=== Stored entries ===
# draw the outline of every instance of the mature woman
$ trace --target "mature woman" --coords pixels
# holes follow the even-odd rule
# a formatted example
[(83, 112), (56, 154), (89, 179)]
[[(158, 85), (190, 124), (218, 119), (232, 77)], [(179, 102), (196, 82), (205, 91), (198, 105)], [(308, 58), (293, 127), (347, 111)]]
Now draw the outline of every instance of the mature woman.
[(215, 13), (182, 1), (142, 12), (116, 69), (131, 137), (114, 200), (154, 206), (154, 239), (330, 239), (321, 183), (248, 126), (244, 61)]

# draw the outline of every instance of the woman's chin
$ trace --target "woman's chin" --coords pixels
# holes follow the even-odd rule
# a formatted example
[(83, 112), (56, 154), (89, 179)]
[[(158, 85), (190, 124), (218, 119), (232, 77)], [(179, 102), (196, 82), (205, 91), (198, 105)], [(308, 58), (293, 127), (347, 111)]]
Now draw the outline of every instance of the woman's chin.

=== Exercise ===
Nothing in the records may change. Print all of them.

=== Task output ===
# draw the outline of every instance of the mature woman
$ trace --target "mature woman" --coords pixels
# holes follow the even-odd rule
# a formatted example
[(83, 112), (56, 154), (89, 179)]
[[(158, 85), (190, 124), (218, 119), (232, 77)], [(179, 102), (196, 82), (205, 91), (198, 105)], [(308, 58), (293, 127), (347, 111)]]
Now draw the outline of every instance of the mature woman.
[(215, 13), (182, 1), (142, 12), (116, 69), (131, 137), (114, 200), (154, 206), (154, 239), (330, 239), (321, 183), (248, 126), (244, 61)]

# draw the outline of every instance of the woman's chin
$ trace --target "woman's chin" --coords pixels
# holes follow the even-odd rule
# a formatted example
[(83, 112), (56, 154), (89, 179)]
[[(158, 85), (190, 124), (218, 119), (232, 77)], [(179, 102), (196, 82), (205, 91), (198, 105)], [(308, 58), (293, 127), (347, 111)]]
Now draw the outline of every instance of the woman's chin.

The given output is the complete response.